* **REQUIRED WORK**:
**a)** Update the stretch from "But he needs" through "in this role." in the Munster rugby passage, replacing "Ulster" with "Connacht".
**b)** According to the Munster rugby passage, how tall is Tom Ahern?

* **SOURCE PASSAGE**:
It was a perfect combination, the equal of any in Europe on their day and laid down a standard for what was to follow.
What followed was the Thunderbolt and Lightning pairing of Paul O’Connell and Donncha O’Callaghan. Avid students of Galwey and Langford, when the youngsters were trusted with the No 4 and 5 jerseys in the early 2000s, they took the game by storm – famously cowing the Leicester duo of Martin Johnson and Ben Kay in the 2003 European quarter-final, a few months before the English pair played a key role in World Cup glory.
O’Connell and O’Callaghan brought their partnership to the international stage also, with Ireland and the Lions, and staffed the Munster engine-room for well over 10 years, with quality back-up from the likes of Mick O’Driscoll and Donnacha Ryan.
But what was once an area of great strength for Munster has now become a place of concern. Tadhg Beirne is top quality but looks careworn and over-worked, with continuing uncertainty from selectors over whether he would be better housed at No6 to free him up more.
Kleyn is a solid 7 out of 10 operator but not in Snyman’s class, while Fineen Wycherley does not lack for attitude but is short on bulk and height. Edwin Edogbo and Evan O’Connell are both hugely promising but still extremely raw and Edogbo has been cursed with injury issues.
Tom Ahern
Which leaves Tom Ahern.
The Waterford man has been on our radar for a while now but, through a combination of injury, mishandling by former coach Johann van Graan and fluctuating form, Ahern’s career has not kicked on the way it should have.
This has become something of a theme with the province, with debate over whether the likes of Joey Carbery, Gavin Coombes and now Jack Crowley are being held back by the fact that the Munster environment is not as conducive to progress as others – notably Leinster’s.
There may well be merit to that contention but there is no doubt about Ahern’s ability to step up to the top level – this 24-year-old has all the raw materials to be an elite international forward.
He is 6ft8in, rapid, excels in the lineout and combines natural power with athleticism and ball-handing skills.
But he needs clarity and he needs a run of games to show what he is worth. Flitting between the second and back rows may tick the versatility box but it mitigates against Ahern excelling in a specific role.
That is why his selection in the second row for tonight’s URC assignment away to Ulster could be highly significant.
There is too much hype around the need for brutish power, a la Joe McCarthy, in this role.

* **STORED DATA**:
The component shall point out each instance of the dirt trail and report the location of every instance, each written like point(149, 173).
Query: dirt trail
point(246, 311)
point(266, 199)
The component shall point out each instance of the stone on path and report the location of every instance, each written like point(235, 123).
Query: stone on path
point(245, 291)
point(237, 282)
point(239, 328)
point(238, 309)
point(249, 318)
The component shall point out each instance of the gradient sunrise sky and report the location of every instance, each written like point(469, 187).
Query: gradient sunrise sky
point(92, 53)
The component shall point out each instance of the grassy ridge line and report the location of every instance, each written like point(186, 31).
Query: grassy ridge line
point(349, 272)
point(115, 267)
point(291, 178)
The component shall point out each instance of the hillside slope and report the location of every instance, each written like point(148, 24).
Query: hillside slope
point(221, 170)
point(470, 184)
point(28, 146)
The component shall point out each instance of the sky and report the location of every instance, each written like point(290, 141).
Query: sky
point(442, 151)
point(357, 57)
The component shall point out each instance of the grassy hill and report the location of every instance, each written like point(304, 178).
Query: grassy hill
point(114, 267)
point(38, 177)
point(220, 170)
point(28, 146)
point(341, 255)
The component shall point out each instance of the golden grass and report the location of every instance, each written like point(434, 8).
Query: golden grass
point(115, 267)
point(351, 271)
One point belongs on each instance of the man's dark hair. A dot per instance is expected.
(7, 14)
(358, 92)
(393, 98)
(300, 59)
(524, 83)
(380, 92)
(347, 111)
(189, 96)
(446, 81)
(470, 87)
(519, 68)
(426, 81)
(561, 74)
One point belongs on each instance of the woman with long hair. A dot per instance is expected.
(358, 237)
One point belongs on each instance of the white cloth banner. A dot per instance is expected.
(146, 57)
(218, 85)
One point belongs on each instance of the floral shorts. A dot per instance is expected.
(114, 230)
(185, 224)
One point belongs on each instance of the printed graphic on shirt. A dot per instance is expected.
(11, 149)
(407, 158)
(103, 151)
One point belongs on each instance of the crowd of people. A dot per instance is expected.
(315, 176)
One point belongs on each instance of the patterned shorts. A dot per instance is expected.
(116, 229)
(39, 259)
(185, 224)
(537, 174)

* **SOLUTIONS PER TASK**:
**a)**
But he needs clarity and he needs a run of games to show what he is worth. Flitting between the second and back rows may tick the versatility box but it mitigates against Ahern excelling in a specific role.
That is why his selection in the second row for tonight’s URC assignment away to Connacht could be highly significant.
There is too much hype around the need for brutish power, a la Joe McCarthy, in this role.

**b)** He is 6ft8in.